Problem ::
Every line below should be given again without alteration.

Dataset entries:
▼

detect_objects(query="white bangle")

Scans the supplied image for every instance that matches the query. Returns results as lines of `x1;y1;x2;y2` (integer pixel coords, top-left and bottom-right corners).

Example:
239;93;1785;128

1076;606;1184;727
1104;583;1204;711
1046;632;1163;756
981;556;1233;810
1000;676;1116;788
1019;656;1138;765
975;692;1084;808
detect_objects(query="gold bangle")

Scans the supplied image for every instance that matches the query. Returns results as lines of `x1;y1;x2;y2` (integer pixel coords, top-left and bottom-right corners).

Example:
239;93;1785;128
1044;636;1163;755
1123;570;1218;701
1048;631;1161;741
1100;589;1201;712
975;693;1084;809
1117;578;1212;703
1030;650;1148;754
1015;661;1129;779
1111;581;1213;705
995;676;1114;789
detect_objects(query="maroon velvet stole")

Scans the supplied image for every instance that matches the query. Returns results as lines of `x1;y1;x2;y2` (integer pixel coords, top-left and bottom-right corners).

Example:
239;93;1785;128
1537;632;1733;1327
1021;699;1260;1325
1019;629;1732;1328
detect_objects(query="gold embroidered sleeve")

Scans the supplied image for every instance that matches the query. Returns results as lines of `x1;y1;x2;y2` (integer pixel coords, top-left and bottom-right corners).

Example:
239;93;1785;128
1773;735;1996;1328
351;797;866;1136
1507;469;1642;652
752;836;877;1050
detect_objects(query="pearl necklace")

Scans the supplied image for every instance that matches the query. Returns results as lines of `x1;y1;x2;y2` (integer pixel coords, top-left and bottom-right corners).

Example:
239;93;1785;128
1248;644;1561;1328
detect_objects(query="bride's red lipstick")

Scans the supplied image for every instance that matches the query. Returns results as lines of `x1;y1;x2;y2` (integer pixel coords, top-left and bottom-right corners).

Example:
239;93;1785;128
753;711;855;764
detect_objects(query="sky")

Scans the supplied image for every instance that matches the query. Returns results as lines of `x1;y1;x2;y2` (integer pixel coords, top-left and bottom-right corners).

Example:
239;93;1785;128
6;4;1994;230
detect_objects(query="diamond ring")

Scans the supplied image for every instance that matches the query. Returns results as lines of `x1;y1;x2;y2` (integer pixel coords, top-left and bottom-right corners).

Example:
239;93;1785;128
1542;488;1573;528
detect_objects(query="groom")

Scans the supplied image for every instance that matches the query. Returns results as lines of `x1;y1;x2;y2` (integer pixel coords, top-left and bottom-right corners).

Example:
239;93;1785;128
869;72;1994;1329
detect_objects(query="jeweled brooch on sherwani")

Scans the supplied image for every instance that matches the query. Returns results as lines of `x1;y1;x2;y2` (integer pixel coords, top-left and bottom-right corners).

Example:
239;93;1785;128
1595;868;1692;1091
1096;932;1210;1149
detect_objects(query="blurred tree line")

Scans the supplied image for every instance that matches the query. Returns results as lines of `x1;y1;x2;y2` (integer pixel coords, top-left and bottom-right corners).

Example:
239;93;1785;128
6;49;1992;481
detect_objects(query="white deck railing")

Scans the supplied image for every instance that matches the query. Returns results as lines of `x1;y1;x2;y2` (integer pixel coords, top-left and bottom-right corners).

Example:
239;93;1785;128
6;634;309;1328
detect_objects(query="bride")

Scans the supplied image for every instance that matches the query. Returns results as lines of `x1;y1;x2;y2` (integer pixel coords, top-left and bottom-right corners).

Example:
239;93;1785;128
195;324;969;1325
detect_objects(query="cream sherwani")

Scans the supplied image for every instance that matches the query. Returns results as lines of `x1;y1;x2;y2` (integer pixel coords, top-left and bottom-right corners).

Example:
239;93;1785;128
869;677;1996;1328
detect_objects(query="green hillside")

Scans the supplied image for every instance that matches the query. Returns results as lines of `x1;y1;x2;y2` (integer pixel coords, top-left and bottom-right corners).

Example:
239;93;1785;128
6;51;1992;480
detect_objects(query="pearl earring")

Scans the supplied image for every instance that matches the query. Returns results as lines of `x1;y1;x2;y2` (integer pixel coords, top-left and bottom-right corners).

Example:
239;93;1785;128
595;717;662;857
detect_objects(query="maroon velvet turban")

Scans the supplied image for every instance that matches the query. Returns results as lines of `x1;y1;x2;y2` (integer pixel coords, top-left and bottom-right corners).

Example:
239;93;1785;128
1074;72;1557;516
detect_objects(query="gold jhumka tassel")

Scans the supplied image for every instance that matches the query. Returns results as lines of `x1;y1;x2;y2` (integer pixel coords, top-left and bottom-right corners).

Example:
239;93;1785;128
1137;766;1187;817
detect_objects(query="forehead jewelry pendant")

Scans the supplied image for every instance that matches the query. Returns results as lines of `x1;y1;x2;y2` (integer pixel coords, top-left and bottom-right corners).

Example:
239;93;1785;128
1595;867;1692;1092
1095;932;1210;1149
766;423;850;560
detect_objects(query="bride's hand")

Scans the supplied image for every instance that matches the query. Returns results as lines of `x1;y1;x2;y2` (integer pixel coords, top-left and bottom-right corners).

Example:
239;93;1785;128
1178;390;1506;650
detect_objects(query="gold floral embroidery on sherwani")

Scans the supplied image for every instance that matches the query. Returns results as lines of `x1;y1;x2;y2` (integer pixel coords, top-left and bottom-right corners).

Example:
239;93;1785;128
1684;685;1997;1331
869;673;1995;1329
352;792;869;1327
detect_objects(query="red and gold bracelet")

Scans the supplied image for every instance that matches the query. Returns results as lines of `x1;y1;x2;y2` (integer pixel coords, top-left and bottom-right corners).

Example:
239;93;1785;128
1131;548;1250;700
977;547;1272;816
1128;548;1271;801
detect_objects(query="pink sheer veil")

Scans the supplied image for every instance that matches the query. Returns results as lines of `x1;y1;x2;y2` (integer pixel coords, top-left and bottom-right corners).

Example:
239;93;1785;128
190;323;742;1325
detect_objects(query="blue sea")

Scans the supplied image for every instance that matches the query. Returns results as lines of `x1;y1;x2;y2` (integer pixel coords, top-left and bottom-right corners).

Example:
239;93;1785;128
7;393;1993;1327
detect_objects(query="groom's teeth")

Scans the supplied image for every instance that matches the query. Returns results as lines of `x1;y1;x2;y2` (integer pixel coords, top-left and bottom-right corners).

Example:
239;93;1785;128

▲

Exercise output ::
detect_objects(query="white bangle")

Scans the supplied image for every instance that matches the query. Returns results as lines of `x1;y1;x2;y2` (integer pixel coords, top-left and bottom-right corners).

Example:
239;93;1785;128

1076;606;1184;727
1104;583;1204;711
1046;632;1163;756
981;556;1233;810
1000;676;1116;788
1019;656;1138;765
975;692;1084;808
detect_objects(query="gold bangle")

Scans the supplied image for every instance that matches the query. Returns results as lines of `x1;y1;x2;y2` (integer pixel coords, top-left and bottom-right corners).

Example:
239;93;1785;128
1044;636;1163;755
1123;570;1218;701
1048;631;1161;741
1100;589;1201;712
975;693;1084;809
1117;578;1212;703
1030;650;1148;754
1015;661;1129;779
1111;581;1213;705
995;676;1114;789
detect_objects(query="maroon velvet stole")

Scans the supplied image for every instance that matches the query. Returns results as lines of `x1;y1;x2;y2` (integer pixel coords, top-left and bottom-right corners).

Example:
239;93;1785;128
1537;632;1733;1327
1021;699;1260;1325
1019;629;1732;1328
detect_objects(query="gold embroidered sleeve")

Scans the supplied image for every instance that matches the query. Returns results as lines of `x1;y1;x2;y2` (integer pixel coords, top-left and bottom-right corners).

Example:
239;93;1785;128
1773;735;1996;1328
351;797;866;1136
1507;469;1642;652
752;836;877;1050
detect_objects(query="pearl necklace")

Scans the supplied image for every instance that matches the query. Returns results as lines of `x1;y1;x2;y2` (integer pixel coords, top-left and bottom-right corners).

Example:
239;93;1785;128
1248;644;1561;1328
detect_objects(query="bride's red lipstick")

Scans the supplied image for every instance that matches the query. Returns results as lines of `x1;y1;x2;y2` (integer pixel coords, top-left and bottom-right corners).

Example:
239;93;1785;128
753;711;855;764
detect_objects(query="sky")

Scans the supplied image for every instance that matches the query. Returns results as lines of `x1;y1;x2;y2` (integer pixel coords, top-left and bottom-right corners).

Example:
239;93;1785;128
6;4;1994;230
detect_objects(query="diamond ring")

Scans the supplied image for every instance that matches the query. Returns results as lines of `x1;y1;x2;y2` (integer pixel coords, top-left and bottom-right corners).

Example:
239;93;1785;128
1542;488;1573;528
detect_objects(query="groom")

Scans the supplied image for every instance that matches the query. Returns results as lines of `x1;y1;x2;y2` (integer pixel coords, top-left and bottom-right corners).

Example:
239;93;1785;128
869;72;1994;1329
detect_objects(query="jeweled brooch on sherwani")

Scans the supplied image for every instance that matches the query. Returns results as lines of `x1;y1;x2;y2` (integer pixel coords, top-left and bottom-right corners).

Example:
239;93;1785;128
1595;868;1692;1091
1096;932;1210;1149
detect_objects(query="blurred tree line")

Scans the supplied image for every instance that matches the query. Returns results as lines of `x1;y1;x2;y2` (integer pixel coords, top-left and bottom-right corners).

Example:
239;93;1785;128
6;49;1992;481
detect_objects(query="white deck railing")

Scans the supplied image for every instance that matches the query. Returns results as lines of `x1;y1;x2;y2` (integer pixel coords, top-left and bottom-right corners).

Example:
239;93;1785;128
6;634;309;1328
detect_objects(query="bride")

Scans the supplied image for every instance that matches the query. Returns results as lines of `x1;y1;x2;y2` (integer pixel coords, top-left and bottom-right corners).

Example:
239;93;1785;128
195;324;969;1325
detect_objects(query="cream sherwani")

Scans the supplied image for every instance that matches the query. Returns results as lines of `x1;y1;x2;y2` (integer pixel coords, top-left and bottom-right corners).

Example:
239;93;1785;128
869;677;1996;1328
detect_objects(query="green hillside")

Scans the supplied image for every instance that matches the query. Returns results as lines of `x1;y1;x2;y2` (integer pixel coords, top-left and bottom-right corners).

Example:
239;93;1785;128
6;51;1992;480
detect_objects(query="pearl earring")

Scans the supplied image for every instance that matches the query. Returns results as lines of `x1;y1;x2;y2` (integer pixel coords, top-left and bottom-right corners).

Example:
239;93;1785;128
595;717;662;857
detect_objects(query="maroon velvet turban")

Scans the supplied image for every instance that matches the query. Returns results as lines of `x1;y1;x2;y2` (integer pixel coords, top-left and bottom-right corners).

Example:
239;93;1785;128
1074;72;1557;516
detect_objects(query="gold jhumka tassel")

Scans the supplied image for every instance that matches the query. Returns results as lines of `x1;y1;x2;y2` (integer pixel coords, top-left and bottom-right corners).

Example:
239;93;1785;128
1137;766;1187;817
detect_objects(query="forehead jewelry pendant")

Scans the supplied image for every instance that matches the query. Returns results as lines of `x1;y1;x2;y2` (integer pixel coords, top-left and bottom-right corners).

Example:
239;93;1785;128
1595;867;1692;1092
1095;932;1210;1149
766;423;850;560
detect_objects(query="bride's hand")

Scans the supplied image for every instance that matches the query. Returns results as lines of `x1;y1;x2;y2` (integer pixel coords, top-left and bottom-right corners).

Example:
239;93;1785;128
1178;390;1506;650
detect_objects(query="gold floral embroidery on sherwani")

Scans the supplied image for every instance that matches the query. Returns results as lines of `x1;y1;x2;y2` (integer pixel coords, top-left and bottom-right corners).

Example:
239;93;1785;128
1684;685;1997;1331
869;673;1995;1329
352;792;869;1327
detect_objects(query="red and gold bracelet")

Scans the supplied image for every instance that matches the query. Returns results as lines of `x1;y1;x2;y2` (integer pixel coords, top-left and bottom-right corners).

Example:
239;93;1785;128
1131;548;1250;700
977;547;1272;816
1128;548;1271;801
detect_objects(query="pink sheer veil")

Scans the supplied image for every instance that matches the query. Returns results as lines of `x1;y1;x2;y2` (integer pixel coords, top-left and bottom-right corners).

Example:
239;93;1785;128
190;323;742;1325
detect_objects(query="blue sea")

Scans the supplied image for every instance that matches the query. Returns results as lines of `x1;y1;x2;y2` (integer pixel coords, top-left and bottom-right corners).

Example:
239;93;1785;128
7;393;1993;1327
detect_objects(query="groom's teeth")

Scans the supplied image for every instance that matches the query. Returns results as lines of `x1;y1;x2;y2` (integer pixel coords, top-left and bottom-right corners).

Example:
239;93;1785;128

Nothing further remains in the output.